* **Data extracts**

------------------------------------------------

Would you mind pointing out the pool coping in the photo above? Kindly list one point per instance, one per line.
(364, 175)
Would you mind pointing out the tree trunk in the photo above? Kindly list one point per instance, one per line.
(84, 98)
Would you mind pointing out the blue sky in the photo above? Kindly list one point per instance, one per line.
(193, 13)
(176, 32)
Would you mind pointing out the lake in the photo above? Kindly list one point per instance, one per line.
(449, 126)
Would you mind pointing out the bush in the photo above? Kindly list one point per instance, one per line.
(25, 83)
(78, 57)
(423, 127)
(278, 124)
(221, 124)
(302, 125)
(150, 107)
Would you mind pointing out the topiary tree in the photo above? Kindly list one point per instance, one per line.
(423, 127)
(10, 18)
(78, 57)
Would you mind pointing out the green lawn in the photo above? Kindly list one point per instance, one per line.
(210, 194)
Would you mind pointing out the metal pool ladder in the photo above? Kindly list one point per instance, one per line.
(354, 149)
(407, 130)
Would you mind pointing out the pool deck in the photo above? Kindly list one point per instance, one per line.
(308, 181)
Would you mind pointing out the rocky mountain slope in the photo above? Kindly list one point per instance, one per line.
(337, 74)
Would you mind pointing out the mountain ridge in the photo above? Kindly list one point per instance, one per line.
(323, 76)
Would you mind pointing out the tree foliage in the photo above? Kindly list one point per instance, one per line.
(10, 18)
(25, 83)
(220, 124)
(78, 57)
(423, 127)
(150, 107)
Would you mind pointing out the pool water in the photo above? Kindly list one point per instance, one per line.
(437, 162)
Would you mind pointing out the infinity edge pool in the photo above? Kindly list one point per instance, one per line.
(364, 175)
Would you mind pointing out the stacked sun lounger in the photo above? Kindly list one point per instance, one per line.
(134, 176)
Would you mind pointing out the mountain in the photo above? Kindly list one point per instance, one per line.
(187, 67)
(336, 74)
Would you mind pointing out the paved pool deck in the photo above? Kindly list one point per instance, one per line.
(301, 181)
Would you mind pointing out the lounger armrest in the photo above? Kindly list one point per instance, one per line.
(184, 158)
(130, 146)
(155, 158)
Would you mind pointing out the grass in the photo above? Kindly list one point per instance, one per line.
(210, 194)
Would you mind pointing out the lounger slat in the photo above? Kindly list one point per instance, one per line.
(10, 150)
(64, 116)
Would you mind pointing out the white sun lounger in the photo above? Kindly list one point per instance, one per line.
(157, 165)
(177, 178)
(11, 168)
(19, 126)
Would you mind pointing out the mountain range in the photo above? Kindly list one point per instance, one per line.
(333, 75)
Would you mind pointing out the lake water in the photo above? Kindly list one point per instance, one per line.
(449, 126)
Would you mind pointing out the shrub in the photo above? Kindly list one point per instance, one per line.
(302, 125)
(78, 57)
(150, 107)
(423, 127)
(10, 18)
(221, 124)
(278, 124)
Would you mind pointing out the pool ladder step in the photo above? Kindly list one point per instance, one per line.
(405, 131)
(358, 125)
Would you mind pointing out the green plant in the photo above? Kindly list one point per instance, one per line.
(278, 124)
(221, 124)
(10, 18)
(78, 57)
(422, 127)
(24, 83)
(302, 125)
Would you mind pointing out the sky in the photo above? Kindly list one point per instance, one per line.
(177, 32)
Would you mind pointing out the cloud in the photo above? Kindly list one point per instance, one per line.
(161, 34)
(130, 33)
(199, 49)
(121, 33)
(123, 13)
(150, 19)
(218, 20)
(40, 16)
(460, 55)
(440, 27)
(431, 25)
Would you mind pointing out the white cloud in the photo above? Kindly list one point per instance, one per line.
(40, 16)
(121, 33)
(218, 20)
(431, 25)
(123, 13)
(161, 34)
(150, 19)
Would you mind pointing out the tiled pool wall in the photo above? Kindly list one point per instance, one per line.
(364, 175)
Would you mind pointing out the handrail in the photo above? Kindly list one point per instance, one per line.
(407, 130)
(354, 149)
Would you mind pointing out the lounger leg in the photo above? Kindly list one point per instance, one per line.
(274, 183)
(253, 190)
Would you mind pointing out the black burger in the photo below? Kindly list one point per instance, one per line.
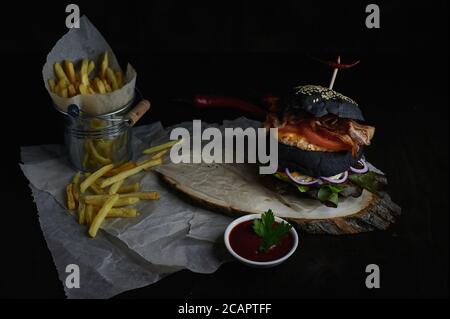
(321, 136)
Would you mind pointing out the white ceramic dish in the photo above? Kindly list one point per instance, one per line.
(258, 264)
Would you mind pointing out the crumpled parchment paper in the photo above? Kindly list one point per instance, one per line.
(88, 43)
(169, 235)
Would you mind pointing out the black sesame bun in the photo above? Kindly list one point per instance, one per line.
(315, 164)
(319, 101)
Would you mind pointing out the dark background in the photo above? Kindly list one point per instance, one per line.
(247, 50)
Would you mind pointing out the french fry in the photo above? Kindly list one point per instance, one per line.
(91, 90)
(111, 77)
(107, 86)
(90, 213)
(60, 72)
(84, 72)
(70, 198)
(119, 77)
(111, 180)
(101, 215)
(161, 147)
(142, 195)
(99, 200)
(104, 66)
(85, 160)
(83, 89)
(76, 186)
(91, 67)
(90, 199)
(122, 212)
(121, 168)
(132, 188)
(94, 176)
(99, 158)
(100, 86)
(72, 91)
(62, 84)
(51, 85)
(115, 187)
(70, 71)
(96, 189)
(64, 93)
(81, 212)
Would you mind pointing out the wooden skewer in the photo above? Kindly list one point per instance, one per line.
(334, 74)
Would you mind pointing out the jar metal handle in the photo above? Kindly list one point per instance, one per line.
(137, 112)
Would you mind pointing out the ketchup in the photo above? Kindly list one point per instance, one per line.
(245, 242)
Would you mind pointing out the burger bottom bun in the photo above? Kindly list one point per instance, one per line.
(315, 164)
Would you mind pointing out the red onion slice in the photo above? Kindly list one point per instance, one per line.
(300, 181)
(338, 179)
(360, 170)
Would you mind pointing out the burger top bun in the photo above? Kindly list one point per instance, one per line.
(319, 101)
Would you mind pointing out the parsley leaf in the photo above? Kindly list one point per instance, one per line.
(266, 229)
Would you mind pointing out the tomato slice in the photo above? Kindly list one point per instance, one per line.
(316, 138)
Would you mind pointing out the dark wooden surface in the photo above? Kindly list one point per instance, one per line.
(401, 84)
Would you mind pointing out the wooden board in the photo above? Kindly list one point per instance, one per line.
(238, 190)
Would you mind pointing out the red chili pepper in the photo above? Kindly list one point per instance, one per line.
(209, 101)
(335, 65)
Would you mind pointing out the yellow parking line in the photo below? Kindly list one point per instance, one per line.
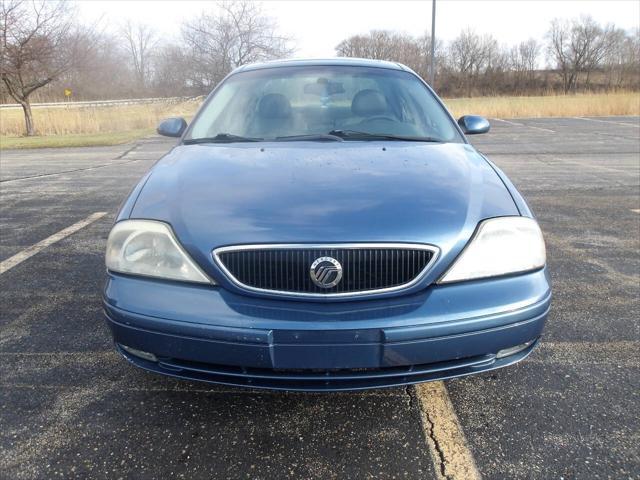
(41, 245)
(448, 446)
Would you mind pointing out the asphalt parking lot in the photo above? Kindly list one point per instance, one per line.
(71, 407)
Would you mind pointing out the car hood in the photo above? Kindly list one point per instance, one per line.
(299, 192)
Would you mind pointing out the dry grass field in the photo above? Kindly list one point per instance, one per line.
(108, 125)
(580, 105)
(94, 120)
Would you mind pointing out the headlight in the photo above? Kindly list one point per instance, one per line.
(147, 247)
(500, 246)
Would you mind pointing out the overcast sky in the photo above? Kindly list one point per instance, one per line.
(318, 26)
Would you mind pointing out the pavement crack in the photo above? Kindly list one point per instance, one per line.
(93, 167)
(441, 460)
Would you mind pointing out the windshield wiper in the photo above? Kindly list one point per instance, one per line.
(222, 138)
(356, 135)
(310, 137)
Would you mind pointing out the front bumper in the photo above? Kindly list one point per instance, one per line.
(211, 334)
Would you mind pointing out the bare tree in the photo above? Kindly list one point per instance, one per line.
(40, 42)
(523, 62)
(391, 46)
(140, 40)
(240, 33)
(578, 46)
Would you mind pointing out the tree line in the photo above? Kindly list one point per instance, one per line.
(45, 50)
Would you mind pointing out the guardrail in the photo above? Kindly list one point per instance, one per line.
(103, 103)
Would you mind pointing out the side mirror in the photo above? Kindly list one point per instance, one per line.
(474, 124)
(172, 127)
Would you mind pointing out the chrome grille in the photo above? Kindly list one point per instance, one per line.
(366, 268)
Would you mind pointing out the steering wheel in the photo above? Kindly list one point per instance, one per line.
(379, 117)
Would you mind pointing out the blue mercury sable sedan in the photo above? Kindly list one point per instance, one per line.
(325, 225)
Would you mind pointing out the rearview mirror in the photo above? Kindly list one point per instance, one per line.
(474, 124)
(172, 127)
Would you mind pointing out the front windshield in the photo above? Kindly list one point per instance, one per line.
(303, 102)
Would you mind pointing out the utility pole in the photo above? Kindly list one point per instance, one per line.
(433, 43)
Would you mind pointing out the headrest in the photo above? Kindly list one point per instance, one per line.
(274, 105)
(368, 103)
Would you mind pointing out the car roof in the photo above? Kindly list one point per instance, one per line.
(347, 61)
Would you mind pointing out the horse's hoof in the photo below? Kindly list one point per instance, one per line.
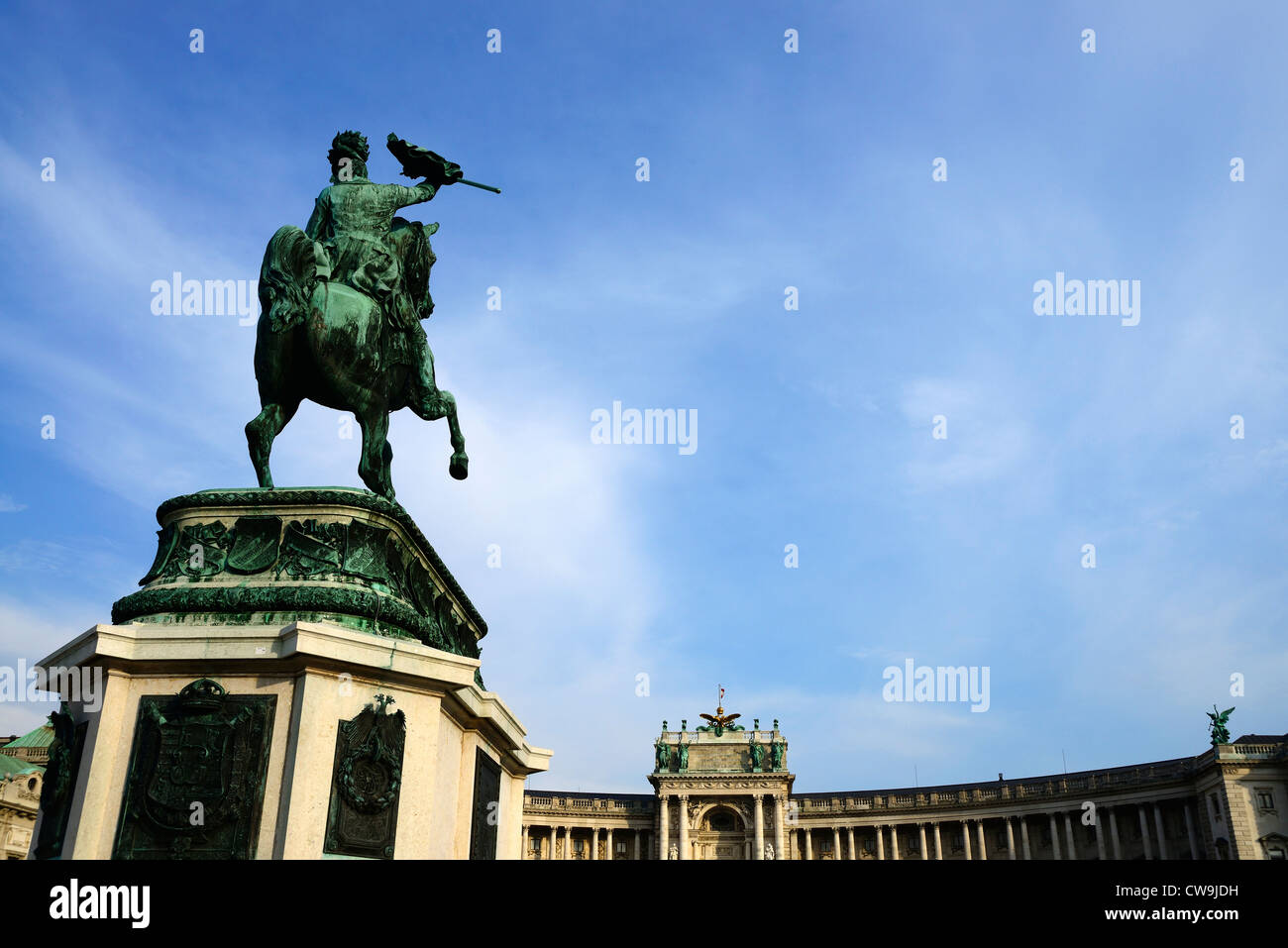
(460, 466)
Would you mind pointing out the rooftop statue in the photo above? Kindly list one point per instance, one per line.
(1216, 724)
(342, 304)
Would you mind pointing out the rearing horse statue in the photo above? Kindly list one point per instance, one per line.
(342, 305)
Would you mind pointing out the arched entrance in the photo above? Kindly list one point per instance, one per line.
(721, 833)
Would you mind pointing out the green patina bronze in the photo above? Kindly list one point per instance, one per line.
(243, 558)
(366, 780)
(662, 754)
(777, 751)
(1216, 724)
(60, 772)
(194, 786)
(342, 304)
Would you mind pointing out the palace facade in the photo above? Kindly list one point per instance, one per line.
(725, 792)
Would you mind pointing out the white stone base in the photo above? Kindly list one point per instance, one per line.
(321, 674)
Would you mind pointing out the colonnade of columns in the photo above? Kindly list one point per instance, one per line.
(926, 836)
(922, 839)
(555, 833)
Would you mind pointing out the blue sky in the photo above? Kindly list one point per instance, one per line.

------------------------------------------------

* **What the task asks**
Set down only the lines from the one with "Would you mind pointing out the rearview" through the end of the entries, exactly as they appear, leaving out each picture.

* **Response for this exercise**
Would you mind pointing out the rearview mirror in the photo above? Kindly list one point per instance, one per line.
(474, 124)
(172, 127)
Would you mind pointing out the front windshield in the photo above? Kindly list one point per instance, one per line.
(303, 102)
Would you mind pointing out the utility pole in the photo above? Kindly list one point per instance, one per line.
(433, 43)
Would you mind pointing out the headrest in the photo above? Kindly list one point per instance, one per line.
(274, 105)
(368, 103)
Would you mind pointing out the car roof in the photo above? Kindly list one point per instance, one per line.
(347, 61)
Would you mind pointing out the horse's hoof in the photo below? Kindly list one point per instance, one per line.
(460, 466)
Would you mind pointing out the rooftop statue in the photo above? Kindly list one point per instance, one per line.
(1216, 724)
(342, 304)
Would you mind pointing out the rearing horse statue in the photo above? Kindly list one point per instance, one per line.
(342, 305)
Would you mind pointing out the arched entrance in the photo above? Kindly list one point per instance, one per line.
(721, 833)
Would you mind pointing out the green patina bronze in the photo above? Kindly list one point per instance, one per line.
(243, 558)
(366, 780)
(662, 754)
(777, 751)
(1216, 724)
(60, 772)
(194, 786)
(342, 304)
Would you mind pointing out the palace facade in the photo above? Kindly list one point per instance, one per line.
(725, 792)
Would you mind pointing out the white stone base in the photo above? Kindly list one point per instance, one per line.
(321, 674)
Would you mind pointing out the colonnade of columns in the photo above? Kindly list one point per instance, one per line.
(926, 836)
(922, 839)
(555, 833)
Would you mind pointing out the blue sky in the photo above? Kindly list one point per instance, one per line.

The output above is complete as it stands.